▸ **Your goal**
Return every one of the records below word for word, with each line kept unchanged and in its original order.

## start

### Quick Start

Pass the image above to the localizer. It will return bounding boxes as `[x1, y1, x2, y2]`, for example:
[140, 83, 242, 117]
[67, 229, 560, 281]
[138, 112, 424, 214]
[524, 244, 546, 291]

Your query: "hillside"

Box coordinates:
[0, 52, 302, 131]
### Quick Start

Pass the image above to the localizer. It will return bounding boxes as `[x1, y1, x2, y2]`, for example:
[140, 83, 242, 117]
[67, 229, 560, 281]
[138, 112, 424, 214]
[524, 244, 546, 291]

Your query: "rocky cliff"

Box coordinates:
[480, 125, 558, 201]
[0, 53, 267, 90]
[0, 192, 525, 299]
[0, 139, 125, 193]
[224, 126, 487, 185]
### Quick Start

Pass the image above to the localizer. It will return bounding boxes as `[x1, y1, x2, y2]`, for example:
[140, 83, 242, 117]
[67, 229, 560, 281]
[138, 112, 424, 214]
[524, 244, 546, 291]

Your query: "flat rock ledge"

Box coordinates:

## end

▸ **The solution**
### Quick Start

Pass the image above to the localizer. It will return bounding boxes as `[x1, y1, x2, y2]`, for example:
[140, 83, 242, 117]
[67, 229, 560, 281]
[138, 112, 424, 214]
[524, 244, 546, 291]

Your query: "hillside"

Box coordinates:
[0, 52, 302, 131]
### Quick Start

Pass the image above to the localizer. It will return bounding boxes as `[x1, y1, x2, y2]`, for example:
[140, 83, 242, 117]
[67, 229, 560, 281]
[138, 112, 424, 214]
[524, 244, 546, 291]

Your query: "rocky cliff"

Box coordinates:
[480, 125, 558, 201]
[0, 53, 267, 90]
[0, 192, 525, 299]
[0, 139, 125, 193]
[224, 126, 487, 185]
### Quick Start

Pass the image above to the localizer. It will return bounding boxes as `[x1, y1, x2, y2]`, for example:
[140, 83, 242, 117]
[67, 229, 560, 281]
[138, 112, 424, 214]
[524, 244, 546, 291]

Your query: "flat rock ledge"

Box coordinates:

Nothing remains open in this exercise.